'''

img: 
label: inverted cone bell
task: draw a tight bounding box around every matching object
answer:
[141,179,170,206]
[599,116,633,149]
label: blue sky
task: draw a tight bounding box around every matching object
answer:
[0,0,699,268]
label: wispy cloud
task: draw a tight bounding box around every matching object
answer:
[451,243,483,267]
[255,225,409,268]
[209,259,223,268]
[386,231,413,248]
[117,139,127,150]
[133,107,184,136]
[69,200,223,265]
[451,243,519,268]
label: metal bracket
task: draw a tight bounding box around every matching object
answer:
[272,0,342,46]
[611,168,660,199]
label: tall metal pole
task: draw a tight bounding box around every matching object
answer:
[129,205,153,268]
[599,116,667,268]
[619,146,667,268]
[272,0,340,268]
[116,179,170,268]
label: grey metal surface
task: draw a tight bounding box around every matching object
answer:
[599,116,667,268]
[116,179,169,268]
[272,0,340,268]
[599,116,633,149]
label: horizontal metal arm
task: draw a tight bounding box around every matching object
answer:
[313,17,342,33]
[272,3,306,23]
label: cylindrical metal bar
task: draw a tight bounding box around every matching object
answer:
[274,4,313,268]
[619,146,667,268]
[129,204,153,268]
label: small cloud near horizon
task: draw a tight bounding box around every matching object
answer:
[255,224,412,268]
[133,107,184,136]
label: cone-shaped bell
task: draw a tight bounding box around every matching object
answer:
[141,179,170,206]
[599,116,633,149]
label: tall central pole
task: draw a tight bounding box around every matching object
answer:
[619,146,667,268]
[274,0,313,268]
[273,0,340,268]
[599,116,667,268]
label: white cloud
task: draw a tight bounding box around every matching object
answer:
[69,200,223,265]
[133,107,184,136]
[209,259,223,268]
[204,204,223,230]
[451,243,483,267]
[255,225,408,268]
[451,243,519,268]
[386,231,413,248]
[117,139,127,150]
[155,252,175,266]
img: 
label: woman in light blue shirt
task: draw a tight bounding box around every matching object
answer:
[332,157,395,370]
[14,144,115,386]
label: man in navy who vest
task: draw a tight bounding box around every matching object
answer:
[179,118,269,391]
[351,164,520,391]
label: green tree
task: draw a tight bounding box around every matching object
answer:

'''

Return each line of the listing above that contains the string "metal", treating uppercase and lowercase letters as distinct.

▸ The reply
label: metal bracket
label: tall metal pole
label: grey metal surface
label: horizontal metal arm
label: cylindrical metal bar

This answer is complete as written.